>> BEGIN SELECTED PASSAGE

The New Year's Eve celebration we attended happened to be themed "Love 2009," complete with a strong emphasis on kissing: movie clips of classic kissing scenes on the big screens, a record setting attempt for the number of people kissing at midnight, even very Italian kissing instructions and practice throughout the evening running up to midnight.


All of this was a bit much for the 10-year-old boy with us.  But he had a plan.

Sam: "I hope I can do it."
Us: "Do what?"
Sam:  "I'm going to burp for two minutes straight.  When everyone's kissing."

Well now. It's good to have a goal.

Monday
Dec082008

Annie Woebegon

Saturday Maddy and I went to the violin store to switch her rental violin for a larger size.  They brought out a bunch of violins for her to try and left us in a little aisle to decide which one she liked.


Two aisles over, a father was buying a new cello for his son.  He evidently knew the salesperson a little and they struck up a conversation.  First he talked about his astoundingly talented little young cellist, who is wowing everyone who teaches him, everyone he meets.  Then he moved to discuss another of his kids.

"Did you hear about my oldest?"

"No..."

"He's in Paris this year.  Having a wonderful time.  He wrote a ballet for his girlfriend, can you believe it?  She's a ballerina there and he's head over heels."

"Wow.  A ballet?"

"Yes, he just wrote it on a whim.  Young love, eh? Well _____ showed it to _______ at the Boston Ballet and now they're thinking of performing it."

"The Boston Ballet? That's amazing!"

"I know.  Think of all the composers who would die for that chance. And then Johnny just writes his first ballet...That's not even the best part.  Somehow _______, the department head at Yale's School of Music, got his hands on it and sent Johnny a letter saying 'We want you.  When you get back to the States, you've got a place at Yale in the composition program.' He said he wanted to go to NEC and I said, 'Johnny, this is your decision but it's a great chance for you.'"

"That's....quite remarkable."

* * *

I hear this kind of thing all the time.

You know the Prairie Home Companion line about Lake Wobegon, "where all the children are above average"?  Well, where I live apparently all the children are stellar.  Extraordinary.  It used to send me into paroxyms of anxiety: should I, too,  be taking my kids to more lessons? pushing them to compete more? enrolling them in study courses for the study courses for the standardized tests? sending them to NASA camp and MIT science camp and Yale drama camp and Tanglewood music camp?

The answer is no, of course not. I believe in downtime and childhood and non-regimented exploring. But sometimes it's difficult not to get caught up in the competitive energy of it all.  I do believe in education, in interesting experiences, and in supporting talent and hard work. Actually, I'm proud of that boy who wrote the ballet.  That's pretty cool!  I just have to remember I'm raising people not college applicants, not just someone's future employee. I'm raising someone's best friend, someone's spouse, someone's mother or father. 

I have to remind myself that what I want for my kids is a good life, with challenges and joys.  
To find something they love to do and develop the work ethic to do it well.  
To find someone to love and to know how to be loving.

>> END SELECTED PASSAGE
>> BEGIN LISTED RECORDS

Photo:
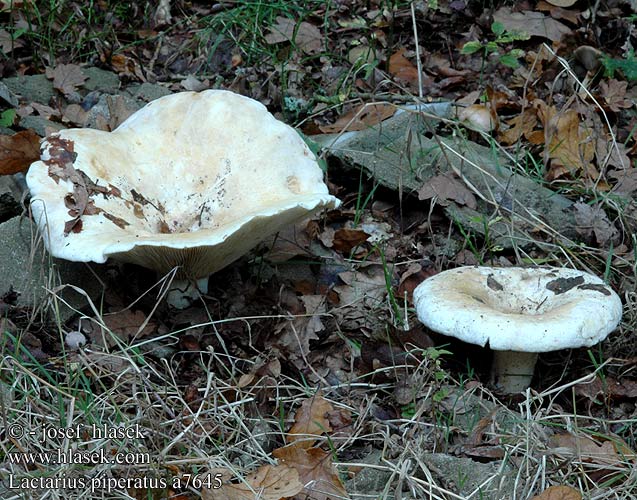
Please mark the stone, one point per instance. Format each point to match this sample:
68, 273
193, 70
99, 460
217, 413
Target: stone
100, 80
32, 88
147, 91
28, 269
398, 154
8, 96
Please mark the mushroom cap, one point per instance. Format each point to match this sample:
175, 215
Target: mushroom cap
192, 180
519, 309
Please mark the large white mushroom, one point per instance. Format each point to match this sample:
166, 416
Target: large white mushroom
192, 181
518, 312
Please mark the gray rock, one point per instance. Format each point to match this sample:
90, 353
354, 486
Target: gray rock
33, 88
398, 154
28, 269
468, 478
101, 80
147, 91
40, 124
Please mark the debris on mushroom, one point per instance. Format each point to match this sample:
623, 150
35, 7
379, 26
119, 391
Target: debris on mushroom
518, 313
191, 181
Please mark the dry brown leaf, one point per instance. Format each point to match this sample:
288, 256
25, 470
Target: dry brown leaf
305, 36
345, 240
572, 16
571, 147
268, 482
521, 126
614, 94
402, 69
293, 336
531, 23
8, 5
75, 114
559, 493
127, 66
18, 151
446, 187
609, 387
66, 77
311, 419
315, 470
360, 118
610, 153
593, 221
562, 3
480, 118
626, 181
123, 324
609, 452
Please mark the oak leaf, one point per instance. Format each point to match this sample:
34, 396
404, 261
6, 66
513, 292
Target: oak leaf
305, 36
66, 77
311, 420
268, 482
559, 493
315, 470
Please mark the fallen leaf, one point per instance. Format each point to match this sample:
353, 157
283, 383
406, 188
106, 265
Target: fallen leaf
268, 482
66, 77
8, 5
521, 125
593, 221
18, 151
193, 84
559, 493
310, 420
614, 94
315, 470
75, 114
479, 117
7, 43
125, 324
402, 69
626, 181
531, 23
611, 153
572, 16
446, 187
127, 66
293, 336
345, 240
360, 118
608, 388
570, 146
304, 36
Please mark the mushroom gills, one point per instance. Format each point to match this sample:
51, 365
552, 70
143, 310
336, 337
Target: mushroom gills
183, 292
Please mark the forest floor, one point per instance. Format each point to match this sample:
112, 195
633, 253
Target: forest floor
304, 372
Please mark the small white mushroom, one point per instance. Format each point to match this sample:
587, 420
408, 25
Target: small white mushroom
518, 312
192, 180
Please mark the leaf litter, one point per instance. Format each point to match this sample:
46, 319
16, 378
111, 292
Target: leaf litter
336, 284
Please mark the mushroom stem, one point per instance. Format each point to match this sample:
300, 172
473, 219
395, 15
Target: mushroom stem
512, 371
183, 292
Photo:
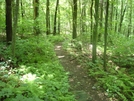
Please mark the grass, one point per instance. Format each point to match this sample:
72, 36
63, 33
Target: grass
35, 73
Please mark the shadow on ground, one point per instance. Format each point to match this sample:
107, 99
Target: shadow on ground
81, 84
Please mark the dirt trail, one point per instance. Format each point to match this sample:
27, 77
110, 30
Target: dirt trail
80, 83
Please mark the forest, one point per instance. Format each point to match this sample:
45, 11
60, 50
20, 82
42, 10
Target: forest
66, 50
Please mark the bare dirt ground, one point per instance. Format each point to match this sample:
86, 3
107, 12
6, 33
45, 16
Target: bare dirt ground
81, 85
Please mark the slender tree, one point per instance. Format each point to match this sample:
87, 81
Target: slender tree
8, 21
15, 20
105, 35
91, 17
130, 18
59, 20
95, 31
47, 17
55, 17
122, 15
36, 15
74, 19
101, 20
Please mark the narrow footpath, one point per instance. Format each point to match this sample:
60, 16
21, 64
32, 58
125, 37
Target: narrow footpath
80, 84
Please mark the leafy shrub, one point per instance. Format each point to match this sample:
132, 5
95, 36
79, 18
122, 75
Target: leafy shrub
116, 83
39, 76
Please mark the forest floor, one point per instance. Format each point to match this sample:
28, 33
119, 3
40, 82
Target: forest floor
81, 85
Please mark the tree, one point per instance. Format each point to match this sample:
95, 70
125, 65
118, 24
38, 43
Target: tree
105, 34
95, 32
36, 15
91, 17
8, 21
122, 15
47, 17
74, 19
55, 17
15, 20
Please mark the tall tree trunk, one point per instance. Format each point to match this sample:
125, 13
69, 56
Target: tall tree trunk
36, 15
83, 16
122, 15
101, 20
47, 17
105, 35
59, 21
22, 17
8, 21
55, 17
74, 19
15, 19
130, 19
91, 16
95, 32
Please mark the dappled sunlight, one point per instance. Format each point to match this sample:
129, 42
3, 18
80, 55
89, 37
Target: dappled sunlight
28, 77
61, 56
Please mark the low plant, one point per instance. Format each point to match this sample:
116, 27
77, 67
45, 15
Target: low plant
38, 75
117, 83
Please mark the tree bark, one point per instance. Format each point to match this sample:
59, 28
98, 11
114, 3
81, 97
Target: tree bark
91, 16
105, 36
36, 15
95, 32
47, 18
74, 19
15, 19
55, 17
8, 21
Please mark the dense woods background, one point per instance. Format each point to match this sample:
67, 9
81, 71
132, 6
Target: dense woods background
102, 28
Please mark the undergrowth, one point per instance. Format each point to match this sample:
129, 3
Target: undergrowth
35, 73
117, 83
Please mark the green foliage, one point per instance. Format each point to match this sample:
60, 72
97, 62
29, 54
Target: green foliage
39, 76
123, 51
117, 83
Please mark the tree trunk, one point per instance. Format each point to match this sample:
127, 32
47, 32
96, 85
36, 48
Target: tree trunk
47, 18
22, 17
74, 19
105, 35
91, 16
8, 21
130, 19
101, 20
59, 21
55, 17
122, 16
95, 31
36, 15
15, 19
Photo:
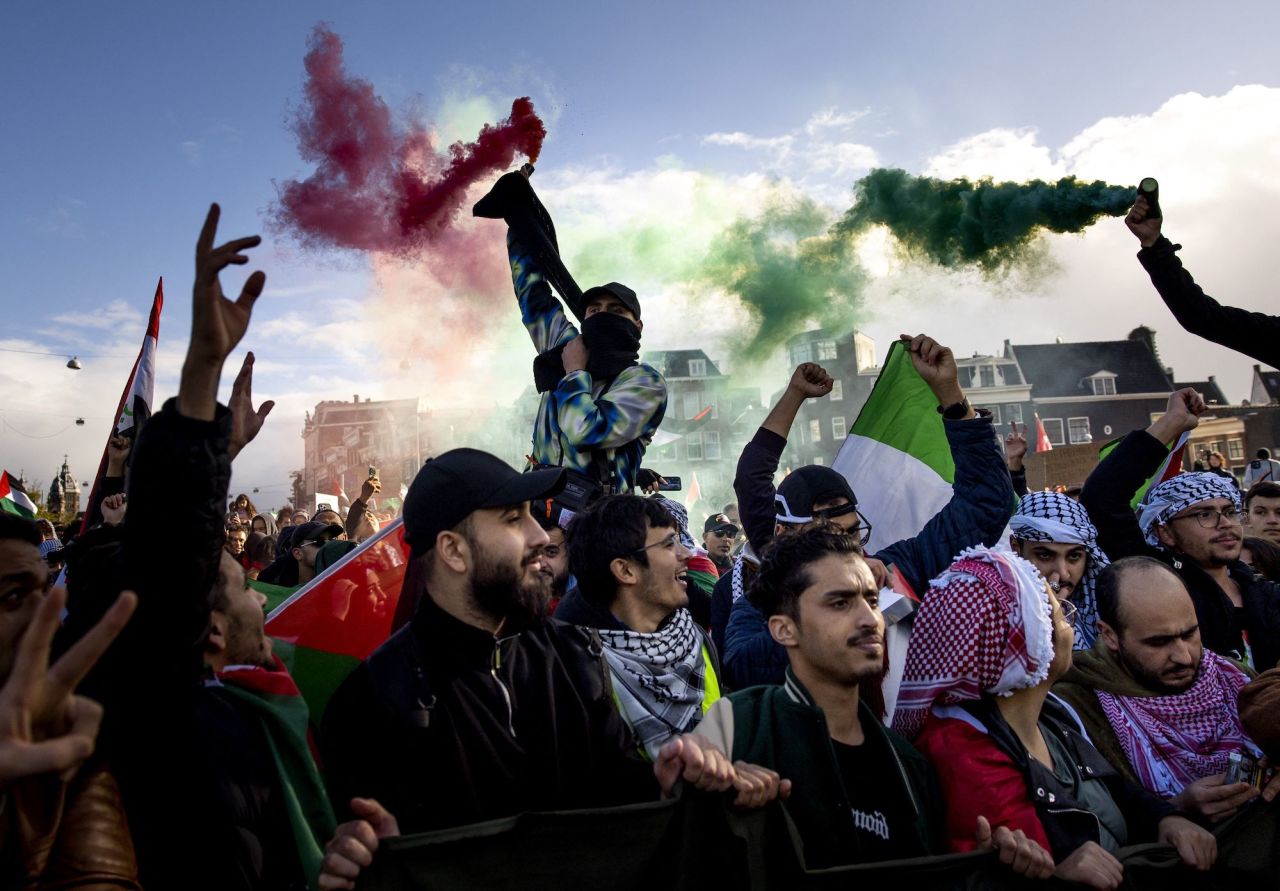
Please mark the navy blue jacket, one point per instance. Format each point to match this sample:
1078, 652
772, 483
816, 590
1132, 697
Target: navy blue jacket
977, 513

>> END LISTED RECORDS

WORK TO DO:
**A.** In the blog post, what did Sam plan to do at midnight?
**B.** From the blog post, return the passage starting at "Saturday Maddy and" and ending at "of his kids.".
**C.** Resume the blog post about raising children, picking up after its final line.

EXPECTED RESULTS:
**A.** He planned to burp for two minutes straight while everyone was kissing.

**B.**
Saturday Maddy and I went to the violin store to switch her rental violin for a larger size.  They brought out a bunch of violins for her to try and left us in a little aisle to decide which one she liked.


Two aisles over, a father was buying a new cello for his son.  He evidently knew the salesperson a little and they struck up a conversation.  First he talked about his astoundingly talented little young cellist, who is wowing everyone who teaches him, everyone he meets.  Then he moved to discuss another of his kids.

**C.**
To use their imaginations and create ideas and passions to follow. 
To be able to articulate their thoughts.  
To be involved citizens and engaged neighbors.
And, really, the camp for those things is called home. 

Thursday
Sep252008

He only has sisters

{Christie, this one's for you}

Possible sign that Sam has been overexposed (by his mother and sister) to musicals. But first, three things you should know:

Back to school night is tonight.

Through some error in counting, his locker is alone & not with the rest of his class.

Every year the kids write a letter to their parents to read at BTS night.

So today he tells me:

"I wrote the note to you and dad today. Guess what I was going to write?"

"Hmm...I don't know. What?"

"Dear Mumsie and Popsicle,
There's been some confusion over lockers here at school*..." But then I thought it would be kind of weird."

Good call, son. Clever, but good call.

*this is the beginning line to a song in Wicked (except it goes "over rooming here at Shiz.") Particularly appropriate since the author of Wicked lives in our neighborhood...

Thursday
Sep182008

Oh yes he did

We were in the kitchen on Monday night, getting the table set and dinner ready.  Greg came home from work and we were chatting about our day.


A: "Mine was good but tiring.   I got up late so I couldn't shower before getting the kids off to school and then I had to leave for my class and I promised myself I would go to the gym after class.  But I didn't.  So all day I've felt so off.  I finally hopped in the shower but I still feel so..."

G: "...dowdy?"
A: "...tired."

I hear Lauren, across the room, suck in air between her teeth.

A: "Um, did you say dowdy?"
G:  Silence.  Looks a little deer-in-the-headlights.
A: "Do you think I look dowdy?  Cause I don't know if I would say dowdy.  I mean, that's like what I would use to describe the Queen Mother [rest her soul]."

Lauren:  "Oh, Dad..."

G: "Didn't you say you felt dowdy?  I could have sworn that's what you said earlier."
A: "Um, no.  I would never say I felt dowdy.  I don't think I've ever said that.  Wow.  I feel kind of bad about the dowdy comment from you!"

Lauren: {laughing}  "oh, this is so great.  You guys are totally funny to listen to."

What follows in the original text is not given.